▸ What needs to be done: Every record must appear in your copy exactly as written, with no pictures.

▸ Available data:
============================================================

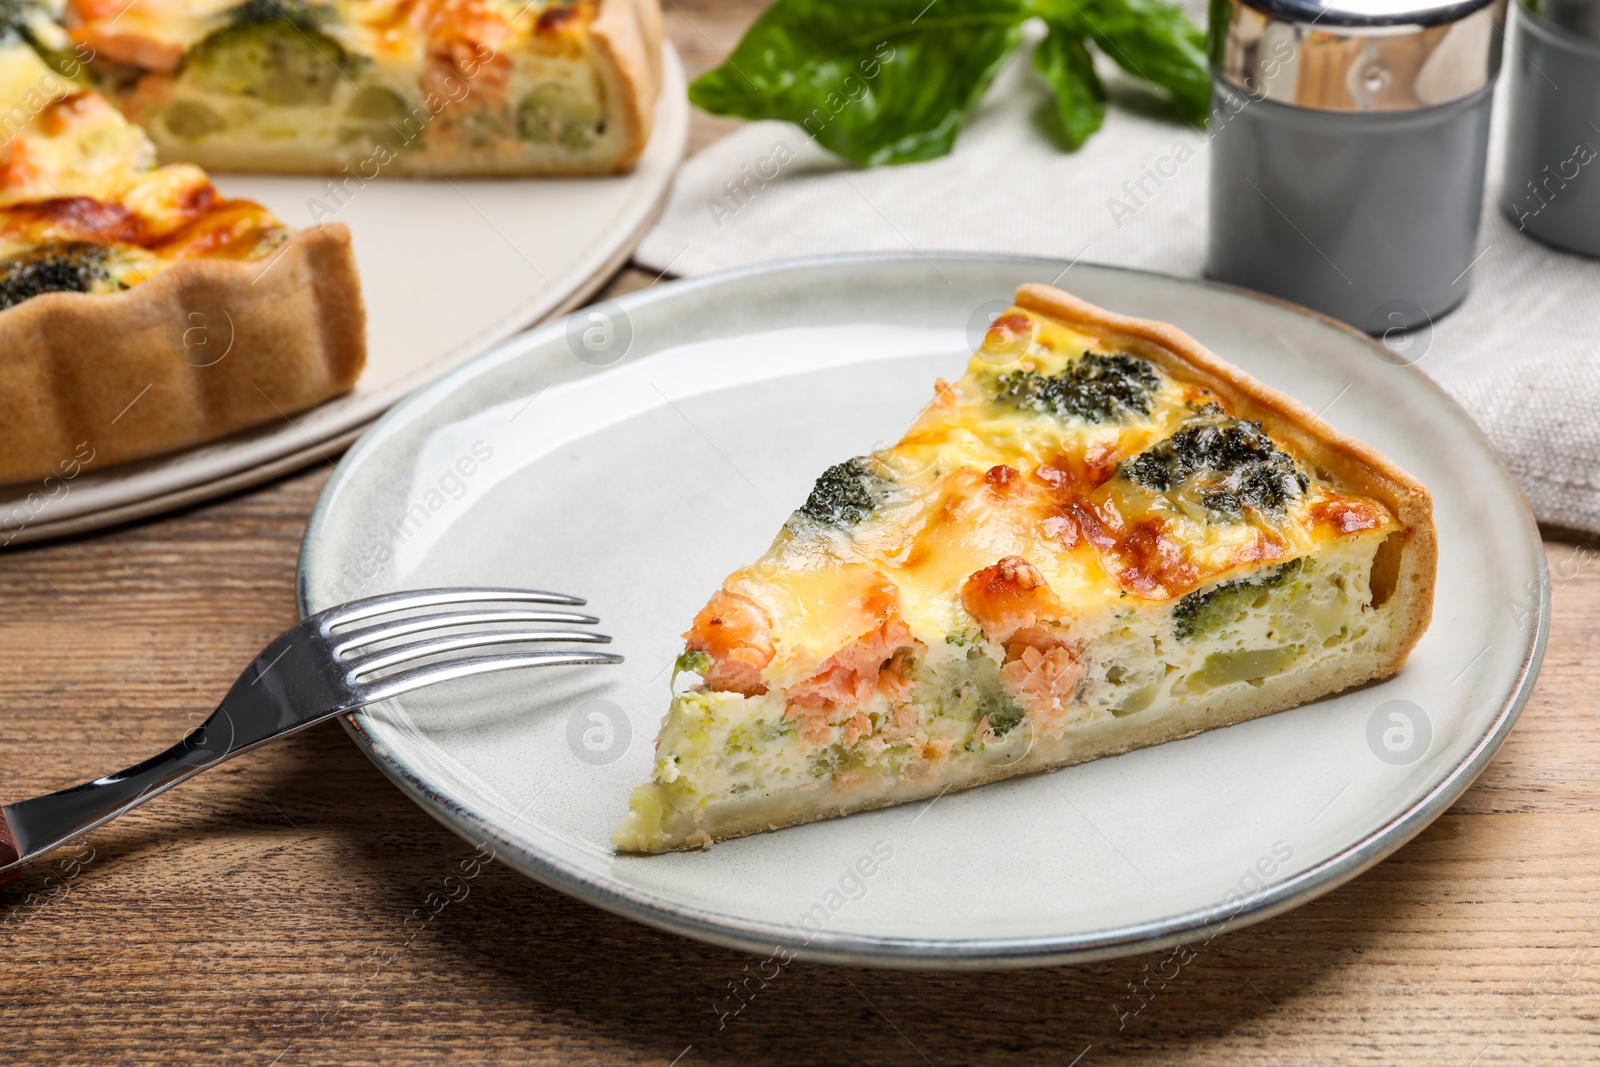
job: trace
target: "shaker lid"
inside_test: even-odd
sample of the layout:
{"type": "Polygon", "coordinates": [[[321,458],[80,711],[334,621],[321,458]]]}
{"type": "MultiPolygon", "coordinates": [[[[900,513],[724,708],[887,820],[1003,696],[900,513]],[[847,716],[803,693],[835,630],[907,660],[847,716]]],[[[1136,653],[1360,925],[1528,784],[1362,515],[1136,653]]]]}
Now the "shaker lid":
{"type": "Polygon", "coordinates": [[[1506,0],[1215,0],[1211,62],[1257,99],[1324,111],[1408,111],[1492,83],[1505,17],[1506,0]]]}
{"type": "Polygon", "coordinates": [[[1522,6],[1564,30],[1600,41],[1600,4],[1595,0],[1522,0],[1522,6]]]}
{"type": "MultiPolygon", "coordinates": [[[[1492,6],[1490,0],[1246,0],[1286,22],[1341,27],[1442,26],[1492,6]]],[[[1537,0],[1535,0],[1537,2],[1537,0]]],[[[1549,0],[1544,0],[1548,3],[1549,0]]],[[[1568,0],[1572,2],[1572,0],[1568,0]]],[[[1585,0],[1577,0],[1584,3],[1585,0]]]]}

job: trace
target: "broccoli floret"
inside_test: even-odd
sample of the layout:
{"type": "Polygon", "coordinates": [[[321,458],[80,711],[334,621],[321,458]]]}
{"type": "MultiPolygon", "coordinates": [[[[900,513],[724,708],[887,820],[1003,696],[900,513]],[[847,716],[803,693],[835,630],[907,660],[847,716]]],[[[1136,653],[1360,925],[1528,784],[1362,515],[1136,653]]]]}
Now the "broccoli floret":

============================================================

▸ Response below:
job: trace
target: "shaker lid"
inside_test: even-odd
sample of the layout:
{"type": "Polygon", "coordinates": [[[321,458],[80,711],[334,621],[321,458]]]}
{"type": "MultiPolygon", "coordinates": [[[[900,513],[724,708],[887,820],[1003,696],[900,513]],[[847,716],[803,693],[835,630],[907,660],[847,716]]],[[[1136,653],[1360,925],[1528,784],[1362,515],[1136,653]]]]}
Now the "shaker lid":
{"type": "Polygon", "coordinates": [[[1506,0],[1215,0],[1211,62],[1257,99],[1324,111],[1408,111],[1492,83],[1505,17],[1506,0]]]}
{"type": "Polygon", "coordinates": [[[1522,6],[1564,30],[1600,41],[1600,4],[1595,0],[1522,0],[1522,6]]]}
{"type": "MultiPolygon", "coordinates": [[[[1492,6],[1490,0],[1246,0],[1286,22],[1341,27],[1442,26],[1492,6]]],[[[1537,0],[1535,0],[1537,2],[1537,0]]],[[[1549,0],[1544,0],[1548,3],[1549,0]]],[[[1568,0],[1572,2],[1572,0],[1568,0]]],[[[1585,0],[1577,0],[1584,3],[1585,0]]]]}

job: trace
target: "broccoli floret"
inside_test: even-odd
sample of the layout:
{"type": "Polygon", "coordinates": [[[321,458],[80,711],[334,621],[321,458]]]}
{"type": "MultiPolygon", "coordinates": [[[[900,513],[724,708],[887,820],[1003,696],[900,513]],[[847,716],[803,693],[835,630],[907,660],[847,716]]],[[[1136,653],[1360,925],[1528,784],[1362,515],[1136,653]]]]}
Now the "broccoli floret":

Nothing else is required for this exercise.